— EXERCISES TO COMPLETE —
a. In the truck-lettering thread, why does the first poster ask about magnets even though lettering seems to be one of the best ways to advertise?
b. Copy the stretch of the truck-lettering thread from "## beanz27 (Dec" through "(Dec 28, 2010)", word for word.

— PAGE EXCERPT —
====================

# Lettering, or magnets? Placement?



## beanz27 (Dec 22, 2012)

So I've debated awhile and read quite a bit about it. Lettering your trucks seems to be one of the best ways to advertise. Now since I use the trucks in the summer for Farm work and as a general vehicle, I'd rather not deal with people calling me cause they randomly saw me in the summer. Do any of you guys just use big magnets that you can put on the door? 

I can deal with just stickering the door or something year round also, depending on the price of a big magnet. Does anyone letter their tailgate/bumper also?


----------



## scott3430 (Dec 28, 2010)

I like to letter the door or maybe just the rear windows - if your truck is a cc cab/ ext cab. Magnets always look tacky to me.


----------



## Triton2286 (Dec 29, 2011)

Nothing wrong with magnets. I'll go for lettering when I get a new truck in the spring but I grabbed two of these from Vistaprint for $10 each.

17.3"x11.25"



scott3430;1561452 said:


> I like to letter the door or maybe just the rear windows - if your truck is a cc cab/ ext cab.


I do agree with doing the back windows if you have them.


----------



## ringahding1 (Jan 16, 2010)

Some guys like the magnets, for us they just get too weathered. All lettering on everything, trailers, trucks....


----------



## leigh (Jan 2, 2009)

Couple of problems I had with magnets- No matter how much you clean under them they dull the paint underneath, If your truck is a dark color the paint can form tiny bubbles,people can pull them off.The wind can pull them off when they start getting old.Now for chick magnets ,that's a story for another day.....


----------



## ducaticorse (Oct 16, 2012)

Booo magnets... I've found them to look cheap and often just a tiny bit cockeyed after application. I spend the extra and letter the trucks. If you're on a budget, magnets will get you by, but try and make sure you color match the back ground as best you can to your truck.


----------



## thelettuceman (Nov 23, 2010)

leigh;1561631 said:


> Couple of problems I had with magnets- No matter how much you clean under them they dull the paint underneath, If your truck is a dark color the paint can form tiny bubbles,people can pull them off.The wind can pull them off when they start getting old.Now for chick magnets ,that's a story for another day.....


If you are looking for a chick magnet ...Might I humbly suggest you need to have a picture of me on the side of your truck. Satisfaction guaranteed or double your money back !!!!


----------



## Triton2286 (Dec 29, 2011)

thelettuceman;1561674 said:


> If you are looking for a chick magnet ...Might I humbly suggest you need to have a picture of me on the side of your truck. Satisfaction guaranteed or double your money back !!!!


I think a picture of a guy with a head of lettuce on his shoulders may only attract whiny vegetarians.


----------



## KBTConst (Oct 25, 2009)

thelettuceman;1561674 said:


> If you are looking for a chick magnet ...Might I humbly suggest you need to have a picture of me on the side of your truck. Satisfaction guaranteed or double your money back !!!!


Your last comment sounds just like a buddy of mine if he hears a woman talking about trying to have a baby the tells them that he can guarantee them a baby or they get a yrs free stud service no one that I know of has taken him up on that offer


----------



## BigBoyPlowin (Nov 16, 2012)

====================

— DATA RECORDS —
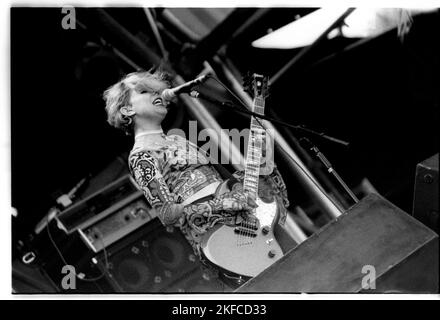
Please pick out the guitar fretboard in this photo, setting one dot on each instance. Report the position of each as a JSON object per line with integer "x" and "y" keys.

====================

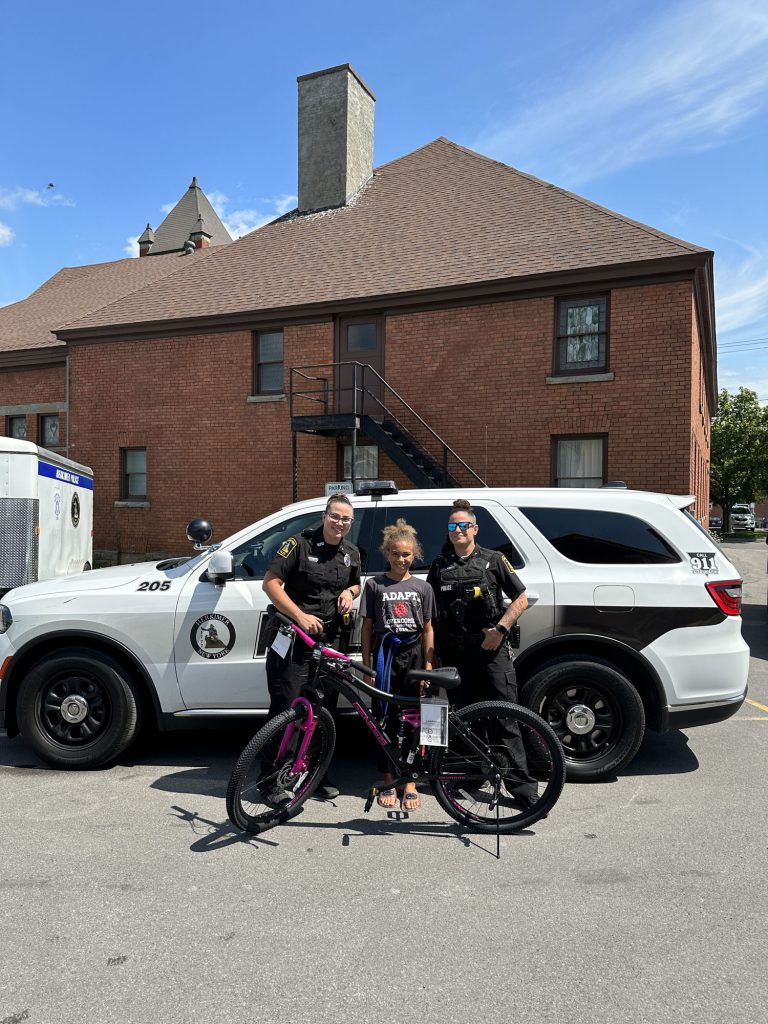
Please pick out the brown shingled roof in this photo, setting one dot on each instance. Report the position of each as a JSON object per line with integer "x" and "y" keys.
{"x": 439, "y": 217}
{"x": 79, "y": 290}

====================

— WORKED ANSWERS —
a. The first poster also uses the trucks in the summer for farm work and as a general vehicle. They would rather not deal with people calling because they randomly saw the truck in the summer. Big magnets that can be put on the door are considered for that reason.

b.
## beanz27 (Dec 22, 2012)

So I've debated awhile and read quite a bit about it. Lettering your trucks seems to be one of the best ways to advertise. Now since I use the trucks in the summer for Farm work and as a general vehicle, I'd rather not deal with people calling me cause they randomly saw me in the summer. Do any of you guys just use big magnets that you can put on the door? 

I can deal with just stickering the door or something year round also, depending on the price of a big magnet. Does anyone letter their tailgate/bumper also?


----------



## scott3430 (Dec 28, 2010)